- _Problem set_:
A) Can you rewrite the blog post's paragraph beginning "Sometimes the truth is uncomfortable" as a short list that keeps its main facts?
B) Answer these questions from the blog post:
(i) Where is the new story "Scarecrow" posted?
(ii) What surface is the glare skidding off?
(iii) What did the writer order from Amazon?

*** Opening Document text ***

Wednesday, January 19, 2011
...I have a new story, "Scarecrow" up at The Red Asylum and also here under "Words in Print."
...It's so sunny at the moment that glare is skidding off the lake surface in scalding white sheets and my eyes are bloodshot but it feels so good to see sun that I'm going to just let myself go blind until the clouds arrive, whenever that may be.
...Sometimes the truth is uncomfortable. Sometimes it can be the very last thing you want to hear. I read an agent's blog where she said that, for a writer trying to get a book published, it's no different than an actor going to Hollywood and landing a role in a movie or sitcom. I'm not giving up, though. I realized I need to go to more writer's conferences because that's your best shot at physically interacting with agents and editors. Thus, yesterday I clicked on over to Amazon and ordered the 2011 Writer's Market for a pricey sum. Hopefully it will arive before 2011 is over.

*** Closing Document text ***
*** Opening Given data ***

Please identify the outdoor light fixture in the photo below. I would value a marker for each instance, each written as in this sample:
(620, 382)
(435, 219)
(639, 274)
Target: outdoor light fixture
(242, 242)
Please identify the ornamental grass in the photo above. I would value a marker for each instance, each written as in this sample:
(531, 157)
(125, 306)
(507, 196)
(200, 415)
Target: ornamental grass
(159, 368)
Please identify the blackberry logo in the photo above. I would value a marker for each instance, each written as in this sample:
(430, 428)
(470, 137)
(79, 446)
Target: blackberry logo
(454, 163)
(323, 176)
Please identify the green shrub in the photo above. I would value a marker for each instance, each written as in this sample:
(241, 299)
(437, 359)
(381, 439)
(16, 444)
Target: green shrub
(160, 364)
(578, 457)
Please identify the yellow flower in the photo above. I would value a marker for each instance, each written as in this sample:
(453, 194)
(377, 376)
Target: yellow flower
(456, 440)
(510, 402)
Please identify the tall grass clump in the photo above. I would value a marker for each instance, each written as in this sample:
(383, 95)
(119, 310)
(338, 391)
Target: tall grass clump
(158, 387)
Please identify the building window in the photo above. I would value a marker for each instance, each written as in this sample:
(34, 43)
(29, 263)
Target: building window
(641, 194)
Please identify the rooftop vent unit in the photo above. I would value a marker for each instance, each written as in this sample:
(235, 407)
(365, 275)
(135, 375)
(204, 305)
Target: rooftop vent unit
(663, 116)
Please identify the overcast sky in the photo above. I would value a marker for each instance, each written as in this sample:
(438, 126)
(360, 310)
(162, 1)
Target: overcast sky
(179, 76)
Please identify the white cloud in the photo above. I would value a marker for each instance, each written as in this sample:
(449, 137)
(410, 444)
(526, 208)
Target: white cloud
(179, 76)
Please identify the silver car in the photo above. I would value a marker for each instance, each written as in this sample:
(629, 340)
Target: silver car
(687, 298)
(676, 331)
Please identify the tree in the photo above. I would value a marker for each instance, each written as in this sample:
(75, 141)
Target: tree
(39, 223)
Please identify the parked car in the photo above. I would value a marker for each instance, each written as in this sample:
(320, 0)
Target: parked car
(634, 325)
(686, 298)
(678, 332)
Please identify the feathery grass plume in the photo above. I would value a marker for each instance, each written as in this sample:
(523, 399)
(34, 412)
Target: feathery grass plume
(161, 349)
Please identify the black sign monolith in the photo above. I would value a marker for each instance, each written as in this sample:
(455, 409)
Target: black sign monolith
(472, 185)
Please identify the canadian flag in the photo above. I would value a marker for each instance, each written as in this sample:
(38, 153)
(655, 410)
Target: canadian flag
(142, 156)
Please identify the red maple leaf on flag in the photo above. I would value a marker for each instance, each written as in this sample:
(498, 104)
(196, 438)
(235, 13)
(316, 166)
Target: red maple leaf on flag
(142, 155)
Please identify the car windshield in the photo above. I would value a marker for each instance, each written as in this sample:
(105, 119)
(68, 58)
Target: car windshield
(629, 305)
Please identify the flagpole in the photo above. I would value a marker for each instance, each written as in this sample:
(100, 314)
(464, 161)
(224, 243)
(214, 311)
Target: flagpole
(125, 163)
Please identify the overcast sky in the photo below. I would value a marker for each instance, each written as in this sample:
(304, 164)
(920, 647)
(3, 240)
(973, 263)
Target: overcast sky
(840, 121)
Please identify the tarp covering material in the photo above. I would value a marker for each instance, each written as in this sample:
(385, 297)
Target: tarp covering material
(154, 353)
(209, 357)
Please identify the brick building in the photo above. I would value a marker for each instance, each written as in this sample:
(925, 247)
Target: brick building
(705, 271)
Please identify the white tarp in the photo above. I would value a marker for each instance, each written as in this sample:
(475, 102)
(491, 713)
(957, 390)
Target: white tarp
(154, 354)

*** Closing Given data ***

- _Solutions by task_:
A)
- The truth can be uncomfortable, even the last thing you want to hear.
- An agent's blog compared getting a book published to an actor going to Hollywood and landing a movie or sitcom role.
- The writer is not giving up.
- Writer's conferences are the best chance to meet agents and editors in person, so the writer plans to attend more.
- Yesterday the writer ordered the 2011 Writer's Market from Amazon at a high price and hopes it comes before 2011 ends.

B)
(i) At The Red Asylum and under "Words in Print."
(ii) The lake surface.
(iii) The 2011 Writer's Market.